- _WHAT YOU SHOULD DO_: The listing below should be written out again word for word, please.

-*-*-

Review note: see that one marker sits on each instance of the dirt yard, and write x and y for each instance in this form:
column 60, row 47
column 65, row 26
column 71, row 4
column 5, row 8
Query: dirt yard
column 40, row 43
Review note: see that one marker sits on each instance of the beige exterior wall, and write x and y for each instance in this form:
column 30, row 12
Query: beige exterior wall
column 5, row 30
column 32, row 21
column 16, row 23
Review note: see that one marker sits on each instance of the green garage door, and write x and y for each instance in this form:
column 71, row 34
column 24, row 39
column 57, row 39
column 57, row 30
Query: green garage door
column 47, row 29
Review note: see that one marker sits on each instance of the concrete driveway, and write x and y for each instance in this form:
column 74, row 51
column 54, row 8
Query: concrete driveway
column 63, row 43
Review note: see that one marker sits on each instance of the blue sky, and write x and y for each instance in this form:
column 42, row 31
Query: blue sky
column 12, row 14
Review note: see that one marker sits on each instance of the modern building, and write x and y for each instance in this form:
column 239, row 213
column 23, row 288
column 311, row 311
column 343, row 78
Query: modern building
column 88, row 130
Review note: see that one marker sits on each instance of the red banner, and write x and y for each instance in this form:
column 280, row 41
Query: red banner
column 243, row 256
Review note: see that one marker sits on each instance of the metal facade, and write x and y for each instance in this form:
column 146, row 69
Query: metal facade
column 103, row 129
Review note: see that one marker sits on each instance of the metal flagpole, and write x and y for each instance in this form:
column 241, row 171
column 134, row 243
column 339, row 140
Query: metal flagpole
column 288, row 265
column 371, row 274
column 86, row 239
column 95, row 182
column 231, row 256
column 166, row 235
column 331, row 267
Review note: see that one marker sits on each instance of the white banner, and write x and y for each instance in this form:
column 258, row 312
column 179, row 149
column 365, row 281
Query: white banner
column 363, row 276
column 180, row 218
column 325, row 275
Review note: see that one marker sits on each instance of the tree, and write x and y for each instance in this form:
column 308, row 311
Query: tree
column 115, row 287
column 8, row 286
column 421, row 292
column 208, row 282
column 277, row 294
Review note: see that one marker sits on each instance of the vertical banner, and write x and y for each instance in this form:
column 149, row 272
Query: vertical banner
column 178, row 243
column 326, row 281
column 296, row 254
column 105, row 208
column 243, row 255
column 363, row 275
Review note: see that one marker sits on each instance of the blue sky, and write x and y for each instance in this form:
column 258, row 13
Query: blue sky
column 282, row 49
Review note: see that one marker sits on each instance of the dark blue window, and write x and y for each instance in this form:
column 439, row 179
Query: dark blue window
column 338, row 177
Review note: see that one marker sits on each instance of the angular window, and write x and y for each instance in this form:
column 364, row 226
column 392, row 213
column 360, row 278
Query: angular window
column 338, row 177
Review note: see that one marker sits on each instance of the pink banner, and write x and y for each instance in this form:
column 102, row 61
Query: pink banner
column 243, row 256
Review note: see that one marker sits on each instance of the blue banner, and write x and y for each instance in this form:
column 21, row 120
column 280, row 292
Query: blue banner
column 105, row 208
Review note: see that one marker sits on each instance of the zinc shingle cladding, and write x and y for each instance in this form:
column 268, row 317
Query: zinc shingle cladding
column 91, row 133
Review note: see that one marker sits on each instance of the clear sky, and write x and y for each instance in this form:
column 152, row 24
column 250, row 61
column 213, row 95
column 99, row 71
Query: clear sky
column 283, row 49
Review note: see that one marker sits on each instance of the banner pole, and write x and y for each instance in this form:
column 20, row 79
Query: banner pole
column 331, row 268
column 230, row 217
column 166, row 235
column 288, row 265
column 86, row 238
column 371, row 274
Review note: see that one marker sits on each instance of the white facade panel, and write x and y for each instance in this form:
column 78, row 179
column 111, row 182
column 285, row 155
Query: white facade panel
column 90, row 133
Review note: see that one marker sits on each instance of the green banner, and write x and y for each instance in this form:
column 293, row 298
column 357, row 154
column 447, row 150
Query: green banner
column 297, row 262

-*-*-

- _SOLVED EXERCISE_:
Review note: see that one marker sits on each instance of the dirt yard, and write x and y for each instance in this form:
column 60, row 47
column 65, row 26
column 71, row 4
column 5, row 8
Query: dirt yard
column 40, row 43
Review note: see that one marker sits on each instance of the beige exterior wall, and write x and y for each instance in this form:
column 30, row 12
Query: beige exterior wall
column 5, row 30
column 32, row 21
column 16, row 23
Review note: see that one marker sits on each instance of the green garage door, and write x and y for each instance in this form:
column 71, row 34
column 24, row 39
column 57, row 39
column 57, row 30
Query: green garage door
column 47, row 29
Review note: see that one marker sits on each instance of the concrete driveway, and write x and y for each instance in this form:
column 74, row 51
column 54, row 8
Query: concrete driveway
column 63, row 43
Review note: see that one marker sits on each instance of the blue sky, and write x and y for each instance in this form:
column 42, row 31
Query: blue sky
column 12, row 14
Review note: see that one marker sits on each instance of the modern building, and write x and y for each instance in this form:
column 239, row 213
column 23, row 288
column 311, row 311
column 343, row 78
Query: modern building
column 88, row 130
Review note: see that one marker sits on each instance of the red banner, and write x and y for each instance in this form:
column 280, row 41
Query: red banner
column 243, row 256
Review note: see that one marker sits on each instance of the metal facade, and write x and y for each instance in this form:
column 146, row 69
Query: metal facade
column 103, row 129
Review note: see that one marker sits on each instance of the metal flagpole, and write x and y for each instance in this form:
column 241, row 171
column 134, row 243
column 339, row 140
Query: metal flagpole
column 288, row 265
column 371, row 274
column 86, row 239
column 95, row 182
column 231, row 256
column 166, row 235
column 331, row 267
Review note: see that one marker sits on each instance of the white banner, and write x and y for each instance in this form:
column 258, row 312
column 179, row 149
column 365, row 281
Query: white banner
column 363, row 276
column 180, row 218
column 325, row 275
Review note: see that one marker sits on each instance of the tree, and write x and y for each instance in this form:
column 308, row 311
Query: tree
column 115, row 287
column 8, row 286
column 421, row 292
column 208, row 282
column 277, row 294
Review note: see that one marker sits on each instance of the vertical banner, and write x and y for each instance in this form:
column 149, row 272
Query: vertical banner
column 178, row 243
column 326, row 281
column 296, row 254
column 105, row 208
column 243, row 255
column 363, row 275
Review note: see that one marker sits on each instance of the blue sky, and write x and y for each instance in this form:
column 258, row 13
Query: blue sky
column 282, row 49
Review note: see that one marker sits on each instance of the dark blue window, and write x and y for each instance in this form:
column 439, row 179
Query: dark blue window
column 338, row 177
Review note: see that one marker sits on each instance of the angular window, and write x and y for each instance in this form:
column 364, row 226
column 392, row 213
column 360, row 278
Query: angular window
column 338, row 177
Review note: see that one marker sits on each instance of the pink banner, and write x and y for each instance in this form:
column 102, row 61
Query: pink banner
column 243, row 256
Review note: see that one marker sits on each instance of the blue banner, and write x and y for each instance in this form:
column 21, row 120
column 280, row 292
Query: blue banner
column 105, row 208
Review note: see that one marker sits on each instance of the zinc shingle cladding, and write x and y for each instance in this form:
column 268, row 317
Query: zinc shingle cladding
column 91, row 133
Review note: see that one marker sits on each instance of the clear sky, and write x and y for each instance in this form:
column 152, row 24
column 250, row 61
column 213, row 95
column 99, row 71
Query: clear sky
column 283, row 49
Review note: see that one marker sits on each instance of the banner pole, and write x and y for each instance in this form:
column 20, row 79
Query: banner pole
column 331, row 268
column 230, row 217
column 166, row 235
column 288, row 265
column 86, row 238
column 371, row 274
Review note: see that one marker sits on each instance of the white facade panel, and write x and y for each instance in this form:
column 78, row 179
column 111, row 182
column 285, row 155
Query: white facade panel
column 90, row 133
Review note: see that one marker sits on each instance of the green banner, and write x and y for each instance in this form:
column 293, row 298
column 357, row 154
column 447, row 150
Query: green banner
column 297, row 262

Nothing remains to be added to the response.